In the entries below, swap "Objective" for "Goal" wherever it occurs and leave every other line unchanged. Omit the pictures when you write the entries out again.

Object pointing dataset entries
..............................
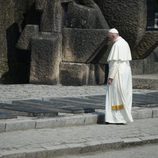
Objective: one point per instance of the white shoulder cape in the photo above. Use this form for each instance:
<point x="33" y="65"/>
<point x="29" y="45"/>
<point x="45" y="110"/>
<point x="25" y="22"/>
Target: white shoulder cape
<point x="120" y="51"/>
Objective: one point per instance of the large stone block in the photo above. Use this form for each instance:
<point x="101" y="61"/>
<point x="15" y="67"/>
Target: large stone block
..............................
#### Finished task:
Goal: one point per instance of the white shoulder cape in the photo above. Use this form for each instance:
<point x="33" y="65"/>
<point x="29" y="45"/>
<point x="45" y="110"/>
<point x="25" y="22"/>
Target: white shoulder cape
<point x="120" y="51"/>
Goal: one point per instance of the large stone block in the photo above. Use this form for each instance:
<point x="101" y="61"/>
<point x="15" y="67"/>
Target: large stone block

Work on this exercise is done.